▸ **Aim of the task**: Pick out each line of the data below that contains the word "water" and copy it.

== == ==

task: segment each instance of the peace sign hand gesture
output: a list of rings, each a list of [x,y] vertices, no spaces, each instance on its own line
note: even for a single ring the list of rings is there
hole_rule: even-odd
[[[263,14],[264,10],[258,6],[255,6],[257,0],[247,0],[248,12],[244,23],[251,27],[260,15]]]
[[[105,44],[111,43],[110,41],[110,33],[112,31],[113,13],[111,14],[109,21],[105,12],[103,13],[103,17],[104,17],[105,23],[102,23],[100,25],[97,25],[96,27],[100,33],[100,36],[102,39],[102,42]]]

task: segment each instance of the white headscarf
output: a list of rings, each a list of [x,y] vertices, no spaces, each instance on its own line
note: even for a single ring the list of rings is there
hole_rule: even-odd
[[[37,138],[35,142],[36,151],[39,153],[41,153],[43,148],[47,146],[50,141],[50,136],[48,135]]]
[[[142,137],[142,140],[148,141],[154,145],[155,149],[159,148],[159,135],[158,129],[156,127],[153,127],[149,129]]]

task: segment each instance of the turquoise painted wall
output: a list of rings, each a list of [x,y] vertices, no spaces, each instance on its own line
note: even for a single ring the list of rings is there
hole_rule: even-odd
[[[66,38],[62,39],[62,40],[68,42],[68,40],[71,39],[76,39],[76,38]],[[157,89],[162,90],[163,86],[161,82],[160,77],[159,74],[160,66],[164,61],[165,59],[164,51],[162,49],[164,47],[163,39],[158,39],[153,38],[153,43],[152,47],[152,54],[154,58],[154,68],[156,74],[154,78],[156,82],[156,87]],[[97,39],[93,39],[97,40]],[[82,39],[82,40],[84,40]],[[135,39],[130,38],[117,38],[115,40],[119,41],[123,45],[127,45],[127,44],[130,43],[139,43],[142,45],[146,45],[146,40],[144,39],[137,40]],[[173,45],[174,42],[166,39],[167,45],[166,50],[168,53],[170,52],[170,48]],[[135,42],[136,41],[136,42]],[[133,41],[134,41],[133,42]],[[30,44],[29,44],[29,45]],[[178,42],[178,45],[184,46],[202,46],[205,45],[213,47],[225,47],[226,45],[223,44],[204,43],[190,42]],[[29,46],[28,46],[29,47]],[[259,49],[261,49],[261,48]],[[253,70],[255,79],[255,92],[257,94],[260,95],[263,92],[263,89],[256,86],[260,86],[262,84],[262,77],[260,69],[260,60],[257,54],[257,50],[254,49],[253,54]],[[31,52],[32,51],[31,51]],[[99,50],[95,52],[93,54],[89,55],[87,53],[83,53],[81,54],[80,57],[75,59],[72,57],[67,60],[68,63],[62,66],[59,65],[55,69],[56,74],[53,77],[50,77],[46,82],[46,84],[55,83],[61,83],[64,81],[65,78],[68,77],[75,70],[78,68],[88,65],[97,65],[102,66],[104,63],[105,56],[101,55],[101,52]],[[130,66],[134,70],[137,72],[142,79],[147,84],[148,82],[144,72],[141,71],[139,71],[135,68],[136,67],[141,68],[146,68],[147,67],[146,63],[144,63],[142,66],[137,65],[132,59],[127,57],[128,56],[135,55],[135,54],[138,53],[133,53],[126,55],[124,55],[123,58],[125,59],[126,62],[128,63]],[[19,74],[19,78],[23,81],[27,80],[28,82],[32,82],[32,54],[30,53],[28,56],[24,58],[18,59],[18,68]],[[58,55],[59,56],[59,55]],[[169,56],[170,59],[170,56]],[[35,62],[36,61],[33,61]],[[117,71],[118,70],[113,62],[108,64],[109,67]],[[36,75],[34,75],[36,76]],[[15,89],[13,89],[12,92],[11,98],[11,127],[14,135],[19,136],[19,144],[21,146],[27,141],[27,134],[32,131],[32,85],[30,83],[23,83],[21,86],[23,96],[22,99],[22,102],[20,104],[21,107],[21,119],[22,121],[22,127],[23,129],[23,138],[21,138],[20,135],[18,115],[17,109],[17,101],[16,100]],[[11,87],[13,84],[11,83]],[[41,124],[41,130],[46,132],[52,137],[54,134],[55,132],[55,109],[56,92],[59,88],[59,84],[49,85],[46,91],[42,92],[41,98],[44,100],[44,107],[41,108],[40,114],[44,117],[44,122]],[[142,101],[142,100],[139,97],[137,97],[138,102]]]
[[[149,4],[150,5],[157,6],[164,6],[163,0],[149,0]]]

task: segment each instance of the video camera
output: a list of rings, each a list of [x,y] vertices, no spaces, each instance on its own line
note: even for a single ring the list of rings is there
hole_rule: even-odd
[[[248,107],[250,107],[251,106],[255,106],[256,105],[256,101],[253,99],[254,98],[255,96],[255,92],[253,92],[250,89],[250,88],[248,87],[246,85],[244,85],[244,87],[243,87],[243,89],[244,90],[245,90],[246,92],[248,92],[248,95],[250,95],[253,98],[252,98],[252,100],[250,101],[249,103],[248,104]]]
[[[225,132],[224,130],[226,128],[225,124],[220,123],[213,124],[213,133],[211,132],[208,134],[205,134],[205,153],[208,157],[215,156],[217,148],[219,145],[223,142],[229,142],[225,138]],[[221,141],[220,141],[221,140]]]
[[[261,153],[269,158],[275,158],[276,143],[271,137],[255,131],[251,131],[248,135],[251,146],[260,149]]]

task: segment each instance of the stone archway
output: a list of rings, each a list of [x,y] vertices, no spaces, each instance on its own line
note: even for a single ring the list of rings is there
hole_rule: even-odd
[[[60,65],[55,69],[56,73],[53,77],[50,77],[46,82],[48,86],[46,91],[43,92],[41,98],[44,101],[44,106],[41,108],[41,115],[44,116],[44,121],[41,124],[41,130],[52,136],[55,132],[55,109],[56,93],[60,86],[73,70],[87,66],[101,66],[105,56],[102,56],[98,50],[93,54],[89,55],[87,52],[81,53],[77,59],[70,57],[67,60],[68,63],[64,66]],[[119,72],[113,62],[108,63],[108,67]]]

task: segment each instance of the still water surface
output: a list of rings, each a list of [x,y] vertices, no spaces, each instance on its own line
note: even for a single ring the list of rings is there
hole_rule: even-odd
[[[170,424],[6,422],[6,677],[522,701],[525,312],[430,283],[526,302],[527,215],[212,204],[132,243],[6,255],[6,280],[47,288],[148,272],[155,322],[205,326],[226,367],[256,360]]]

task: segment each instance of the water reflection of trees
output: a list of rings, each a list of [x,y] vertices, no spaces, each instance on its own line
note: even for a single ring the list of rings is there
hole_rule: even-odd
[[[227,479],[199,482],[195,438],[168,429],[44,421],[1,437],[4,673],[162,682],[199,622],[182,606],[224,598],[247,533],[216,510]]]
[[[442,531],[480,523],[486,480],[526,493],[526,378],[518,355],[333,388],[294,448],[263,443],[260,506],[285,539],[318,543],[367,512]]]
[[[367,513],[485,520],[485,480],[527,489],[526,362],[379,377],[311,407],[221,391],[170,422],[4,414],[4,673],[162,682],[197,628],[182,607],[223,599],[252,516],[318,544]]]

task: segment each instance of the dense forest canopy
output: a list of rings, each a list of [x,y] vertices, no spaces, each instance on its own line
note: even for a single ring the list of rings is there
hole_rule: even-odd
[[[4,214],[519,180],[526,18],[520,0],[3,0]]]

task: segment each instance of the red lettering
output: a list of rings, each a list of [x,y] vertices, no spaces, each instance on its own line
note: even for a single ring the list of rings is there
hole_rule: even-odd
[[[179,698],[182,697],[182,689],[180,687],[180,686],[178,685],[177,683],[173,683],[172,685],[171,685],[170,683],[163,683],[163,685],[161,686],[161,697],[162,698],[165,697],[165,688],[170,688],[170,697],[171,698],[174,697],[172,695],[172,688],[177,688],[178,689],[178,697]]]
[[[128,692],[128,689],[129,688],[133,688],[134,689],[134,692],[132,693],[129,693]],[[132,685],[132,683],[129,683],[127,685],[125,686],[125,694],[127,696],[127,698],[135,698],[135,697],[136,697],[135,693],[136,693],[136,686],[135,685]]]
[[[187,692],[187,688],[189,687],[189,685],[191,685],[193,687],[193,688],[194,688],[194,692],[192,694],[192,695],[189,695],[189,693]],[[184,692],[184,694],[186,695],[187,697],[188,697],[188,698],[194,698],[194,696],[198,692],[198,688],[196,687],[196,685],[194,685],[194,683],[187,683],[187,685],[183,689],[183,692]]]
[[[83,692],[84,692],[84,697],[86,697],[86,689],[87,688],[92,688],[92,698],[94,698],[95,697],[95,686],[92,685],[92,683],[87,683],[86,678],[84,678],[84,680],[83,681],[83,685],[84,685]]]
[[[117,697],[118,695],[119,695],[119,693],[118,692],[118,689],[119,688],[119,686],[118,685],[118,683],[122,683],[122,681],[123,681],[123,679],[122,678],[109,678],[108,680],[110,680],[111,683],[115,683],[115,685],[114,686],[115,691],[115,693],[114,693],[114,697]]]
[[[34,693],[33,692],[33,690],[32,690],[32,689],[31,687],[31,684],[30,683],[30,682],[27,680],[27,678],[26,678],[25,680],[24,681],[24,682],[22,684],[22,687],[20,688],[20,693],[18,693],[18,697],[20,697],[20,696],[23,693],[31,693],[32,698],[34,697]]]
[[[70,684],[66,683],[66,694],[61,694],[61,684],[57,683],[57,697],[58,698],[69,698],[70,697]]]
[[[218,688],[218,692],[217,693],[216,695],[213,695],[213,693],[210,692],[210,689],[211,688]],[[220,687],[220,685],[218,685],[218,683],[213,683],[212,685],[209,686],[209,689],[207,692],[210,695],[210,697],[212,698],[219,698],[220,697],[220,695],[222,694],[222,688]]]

== == ==

▸ **Task response**:
task: segment each instance of the still water surface
task: segment each instance of the water reflection of trees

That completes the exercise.